------ TEXTO PARA ANÁLISE ------
Uma
poesia precisa. É assim que melhor se define o trabalho
poético do paulistano Leonel Delalana Júnior. Seu livro de
estréia, ainda inédito, Anatomia (topográfica &
cirúrgica), revela um olhar preciso e mão firme, de quem
não tem medo do risco e do corte. São poemas que exigem do
leitor a atenção desperta pois que trabalham com imagens
numa rapidez de flash fotográfico que muito agrada aos
entusiastas de Ítalo Calvino.
Nesse
trabalho em que agrega rapidez e precisão, o poeta age como
se roubasse do real pequenos objetos, fraturas de momentos,
coisas que sobram do olhar panorâmico e que, embora pareçam
mínimas à primeira vista, são em tudo potência,
possibilidade de explosão.
falo pêlos cotovelos
& bocas
enquanto o sol
subjuga as palavras adormecidas
em algum canto escuro qualquer.
Soco.
Granada. Máquina de comover. A poesia de Leonel Delalana é
também suspensão. Desejo interrompido, uma ausência que se
alonga como um fio entre a vida e a morte, o gozo e o
anti-gozo.
não tente escrever
em minha mente
não tente
folha
em branco
ou
origami
flor
cavalo
mesa
chega
não tente
não quero mais.
A
primeira parte do livro, que se denomina topográfica,
abre veredas para uma abordagem mais íntima, uma cartografia
de desejos medidos, desbravados, conhecidos palmo a palmo.
Humor, ironia e olhar sensual, quando não perverso, sobre
objeto e palavra são instrumentos que orientam esse
percurso. Mas não há excessos. Não há senão a limpidez da
palavra domada. E não diria aqui domesticada, pois resta
nela aquele tanto de ferocidade necessária à boa poesia.
tio zaqueu e o menino laiu
laiu menino malvado enfiou sem dó a chapeleta inchada uma
naja vupt!
------ INFORMAÇÕES ------
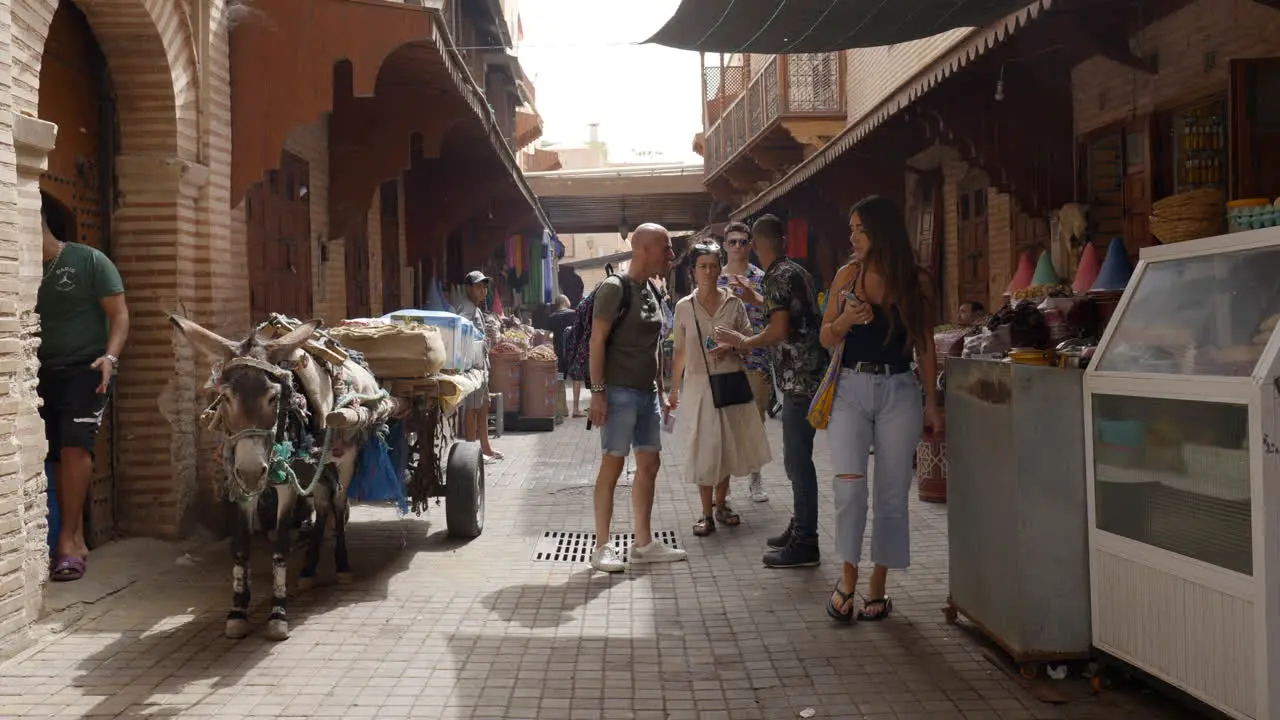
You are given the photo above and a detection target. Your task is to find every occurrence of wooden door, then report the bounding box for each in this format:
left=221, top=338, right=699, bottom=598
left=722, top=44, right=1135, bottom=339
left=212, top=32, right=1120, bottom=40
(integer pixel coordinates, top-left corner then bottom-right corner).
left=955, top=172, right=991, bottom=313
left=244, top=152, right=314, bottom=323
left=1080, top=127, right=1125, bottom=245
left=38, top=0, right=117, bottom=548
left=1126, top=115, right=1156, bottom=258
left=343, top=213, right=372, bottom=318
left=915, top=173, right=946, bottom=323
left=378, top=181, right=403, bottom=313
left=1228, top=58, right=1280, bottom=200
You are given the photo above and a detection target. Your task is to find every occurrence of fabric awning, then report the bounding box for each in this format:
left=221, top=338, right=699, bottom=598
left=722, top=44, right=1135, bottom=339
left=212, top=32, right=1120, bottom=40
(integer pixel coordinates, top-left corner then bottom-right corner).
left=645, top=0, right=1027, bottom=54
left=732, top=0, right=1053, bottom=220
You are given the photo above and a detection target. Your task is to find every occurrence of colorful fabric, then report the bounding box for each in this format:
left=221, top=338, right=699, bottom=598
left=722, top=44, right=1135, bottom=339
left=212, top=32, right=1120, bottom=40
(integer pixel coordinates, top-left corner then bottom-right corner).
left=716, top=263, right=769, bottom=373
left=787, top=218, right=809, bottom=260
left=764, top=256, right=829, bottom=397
------
------ INFORMAÇÕES ------
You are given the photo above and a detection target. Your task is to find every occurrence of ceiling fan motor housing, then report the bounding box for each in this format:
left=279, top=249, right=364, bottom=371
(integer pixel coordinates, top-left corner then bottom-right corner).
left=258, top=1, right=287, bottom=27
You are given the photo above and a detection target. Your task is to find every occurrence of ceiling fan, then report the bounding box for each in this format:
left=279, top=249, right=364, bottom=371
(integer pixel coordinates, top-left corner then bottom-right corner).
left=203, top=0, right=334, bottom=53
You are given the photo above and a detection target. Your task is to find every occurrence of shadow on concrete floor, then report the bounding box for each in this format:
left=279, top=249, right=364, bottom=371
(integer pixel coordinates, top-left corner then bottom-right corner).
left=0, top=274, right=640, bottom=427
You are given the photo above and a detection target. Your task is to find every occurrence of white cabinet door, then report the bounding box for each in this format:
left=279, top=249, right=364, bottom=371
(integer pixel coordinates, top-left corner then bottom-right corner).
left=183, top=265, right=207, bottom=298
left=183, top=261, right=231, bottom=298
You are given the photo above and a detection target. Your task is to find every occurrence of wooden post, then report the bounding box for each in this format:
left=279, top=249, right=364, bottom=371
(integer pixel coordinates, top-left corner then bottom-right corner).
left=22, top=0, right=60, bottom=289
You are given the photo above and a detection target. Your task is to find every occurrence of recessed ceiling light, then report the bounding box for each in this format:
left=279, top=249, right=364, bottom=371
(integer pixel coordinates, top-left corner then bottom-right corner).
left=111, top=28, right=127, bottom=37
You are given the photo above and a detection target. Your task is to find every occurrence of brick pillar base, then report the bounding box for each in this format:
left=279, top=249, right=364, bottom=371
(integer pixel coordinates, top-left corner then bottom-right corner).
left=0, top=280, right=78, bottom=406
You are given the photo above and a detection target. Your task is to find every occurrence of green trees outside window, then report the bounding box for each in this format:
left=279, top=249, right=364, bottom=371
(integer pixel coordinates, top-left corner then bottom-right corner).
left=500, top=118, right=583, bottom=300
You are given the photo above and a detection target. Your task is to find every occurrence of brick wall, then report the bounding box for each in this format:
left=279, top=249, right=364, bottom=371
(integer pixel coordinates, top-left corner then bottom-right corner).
------
◆ TAREFA A ◆
Reescreva em forma de lista o parágrafo do texto sobre a poesia de Leonel Delalana Júnior que começa com "A primeira parte do livro". Mantenha os fatos principais.
◆ TAREFA B ◆
Escreva a continuação do texto sobre a poesia de Leonel Delalana Júnior a partir do último trecho apresentado.

◆ RESPOSTA ESPERADA A ◆
- A primeira parte do livro se chama "topográfica".
- Essa parte abre caminho para uma abordagem mais íntima, uma cartografia de desejos medidos, desbravados e conhecidos palmo a palmo.
- Humor, ironia e um olhar sensual, às vezes perverso, sobre objeto e palavra orientam esse percurso.
- Não há excessos, apenas a limpidez da palavra domada.
- A palavra não é domesticada, pois conserva a ferocidade necessária à boa poesia.

◆ RESPOSTA ESPERADA B ◆
no fotoscópio de tio zaqueu
o olhinho de porco do tio zaqueu ficou em flor
mas pegou gosto
ô menino bruto esse laiu, que falta de respeito
indignou-se tio zaqueu com o olho em flor
já piscando em outras paragens
A
segunda parte, apropriadamente chamada de Cirúrgica,
lança um olhar sobre o mundo. Antes, disseca relações e
situações do cotidiano, da política, aquela maior da qual
não há como fugir. O poema de abertura adverte: alguma
coisa fede na beleza plástica dos dentes brancos/ alguma
coisa no farol sem circo para irem embora/ alguma coisa
fede, sob. Sem panfletarismos, o poeta levanta os
tecidos apodrecidos e revela os tumores:
vestem-se as mais belas roupas
em cima de cadáveres
comem-se os mais refinados pratos
em cima de cadáveres
fazem artes conceituais
em cima de cadáveres
legislam em cima de cadáveres
viajam ao redor do mundo
rodopiando em cima de cadáveres
& os cadáveres renascem cadáveres
como fênices macabras
dançando à luz do seu eterno retorno
da sua podre nudez invisível.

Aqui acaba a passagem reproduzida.